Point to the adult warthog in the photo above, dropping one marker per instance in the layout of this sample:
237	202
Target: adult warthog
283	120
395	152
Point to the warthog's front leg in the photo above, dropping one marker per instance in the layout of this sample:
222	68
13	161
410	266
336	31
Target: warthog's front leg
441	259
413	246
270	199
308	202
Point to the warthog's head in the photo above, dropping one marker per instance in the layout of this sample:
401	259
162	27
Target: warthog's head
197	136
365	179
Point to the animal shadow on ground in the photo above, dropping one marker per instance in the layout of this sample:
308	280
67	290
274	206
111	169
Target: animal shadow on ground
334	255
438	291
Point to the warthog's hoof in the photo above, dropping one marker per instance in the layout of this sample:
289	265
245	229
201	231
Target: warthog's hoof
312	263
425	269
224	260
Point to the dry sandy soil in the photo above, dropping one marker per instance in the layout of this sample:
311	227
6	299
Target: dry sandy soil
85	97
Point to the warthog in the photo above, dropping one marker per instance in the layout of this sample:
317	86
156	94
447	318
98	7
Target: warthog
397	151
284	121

Task description
Copy every line from the one containing "Point to the dry" through the end of the rows, requests included. Shift each answer coordinate by -126.

Output for this task
Point to the dry sandy soil in the photo above, dropping one marker per instance in the layout of this sample:
311	227
6	299
Target: dry sandy soil
-41	-29
Point to the warthog in the photo above, dropping one marker per instance in the layout of this sample:
317	86
156	94
447	318
98	7
Target: warthog
271	25
158	-5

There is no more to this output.